▶ [Try it]
Go through the listing below and list every line with "site".

*** Dataset excerpts ***

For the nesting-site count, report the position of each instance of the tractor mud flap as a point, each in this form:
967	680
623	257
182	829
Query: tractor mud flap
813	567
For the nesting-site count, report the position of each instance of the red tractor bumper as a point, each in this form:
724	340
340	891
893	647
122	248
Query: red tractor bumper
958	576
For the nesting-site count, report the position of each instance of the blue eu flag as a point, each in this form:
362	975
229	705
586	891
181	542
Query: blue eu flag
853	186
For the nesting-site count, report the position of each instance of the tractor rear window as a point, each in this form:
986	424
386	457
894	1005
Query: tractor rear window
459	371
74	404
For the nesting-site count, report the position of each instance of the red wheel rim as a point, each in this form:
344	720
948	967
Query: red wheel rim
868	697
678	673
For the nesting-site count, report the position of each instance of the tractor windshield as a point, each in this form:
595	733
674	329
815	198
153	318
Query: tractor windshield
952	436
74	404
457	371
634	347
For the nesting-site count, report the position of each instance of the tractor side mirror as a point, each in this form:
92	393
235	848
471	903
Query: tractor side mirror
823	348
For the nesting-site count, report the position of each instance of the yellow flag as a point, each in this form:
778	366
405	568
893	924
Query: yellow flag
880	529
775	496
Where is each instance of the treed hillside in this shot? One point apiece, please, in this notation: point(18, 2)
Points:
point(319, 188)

***

▶ [Task response]
For the nesting-site count, report the position of each instance of the tractor mud flap as a point, each in this form:
For the nesting-site count, report the position of each instance of the red tractor bumper as a point, each in this form:
For the nesting-site count, report the position of each instance of the blue eu flag as a point, each in this form:
For the nesting-site count, report the position of each instance of the tractor rear window as a point, each in this form:
For the nesting-site count, report the position of each instance of the red wheel rim as a point, each in this form:
For the nesting-site count, report the position of each instance of the tractor windshield as a point, each in this form:
For the nesting-site count, report the position of each instance of the tractor side mirror as a point, each in this form:
For the nesting-site count, report the position of each instance of the yellow flag as a point, each in this form:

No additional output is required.